**What this task involves:**
The data must be returned in full, with no character altered.

____________________

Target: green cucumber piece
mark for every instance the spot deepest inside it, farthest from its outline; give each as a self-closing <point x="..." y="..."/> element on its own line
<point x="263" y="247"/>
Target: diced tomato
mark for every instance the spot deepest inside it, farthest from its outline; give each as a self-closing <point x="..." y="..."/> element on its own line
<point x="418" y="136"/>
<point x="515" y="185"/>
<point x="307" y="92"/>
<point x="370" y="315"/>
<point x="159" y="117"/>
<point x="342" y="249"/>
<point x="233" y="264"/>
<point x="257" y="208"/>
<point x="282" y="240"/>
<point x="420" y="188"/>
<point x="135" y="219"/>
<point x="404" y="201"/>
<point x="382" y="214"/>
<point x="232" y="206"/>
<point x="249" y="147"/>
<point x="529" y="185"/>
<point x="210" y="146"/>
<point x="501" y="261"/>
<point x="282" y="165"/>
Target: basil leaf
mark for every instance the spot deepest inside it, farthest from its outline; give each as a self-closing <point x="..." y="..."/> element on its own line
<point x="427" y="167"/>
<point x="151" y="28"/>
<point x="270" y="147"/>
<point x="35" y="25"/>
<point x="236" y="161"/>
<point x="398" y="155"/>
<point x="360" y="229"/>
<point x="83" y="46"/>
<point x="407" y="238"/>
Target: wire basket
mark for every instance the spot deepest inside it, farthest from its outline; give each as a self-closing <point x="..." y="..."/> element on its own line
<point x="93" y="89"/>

____________________

**Finished exercise:**
Target: green cucumber piece
mark for every instance the spot deepest inside it, farthest from its outline; give each as a self-closing <point x="..." y="..."/> element on its own line
<point x="263" y="247"/>
Target: diced tomato
mark for every instance the spot deepest inside it, farthest from its outline; give each as a self-closing <point x="..." y="..."/> element on its own line
<point x="418" y="136"/>
<point x="515" y="185"/>
<point x="307" y="92"/>
<point x="370" y="315"/>
<point x="159" y="117"/>
<point x="342" y="249"/>
<point x="233" y="264"/>
<point x="257" y="208"/>
<point x="282" y="240"/>
<point x="420" y="188"/>
<point x="135" y="219"/>
<point x="404" y="201"/>
<point x="382" y="214"/>
<point x="232" y="206"/>
<point x="249" y="147"/>
<point x="529" y="185"/>
<point x="210" y="146"/>
<point x="501" y="261"/>
<point x="282" y="165"/>
Target: basil leaf
mark for every instance the spot deepest inside it, farthest from its outline; give each as a self-closing <point x="..." y="..."/> element on its own line
<point x="427" y="167"/>
<point x="151" y="28"/>
<point x="270" y="147"/>
<point x="35" y="25"/>
<point x="236" y="161"/>
<point x="398" y="155"/>
<point x="360" y="229"/>
<point x="83" y="46"/>
<point x="407" y="238"/>
Target: wire basket
mark for every instance the spot deepest inside it, farthest from its outline; give each as a self-closing <point x="..." y="..."/> element on its own line
<point x="93" y="89"/>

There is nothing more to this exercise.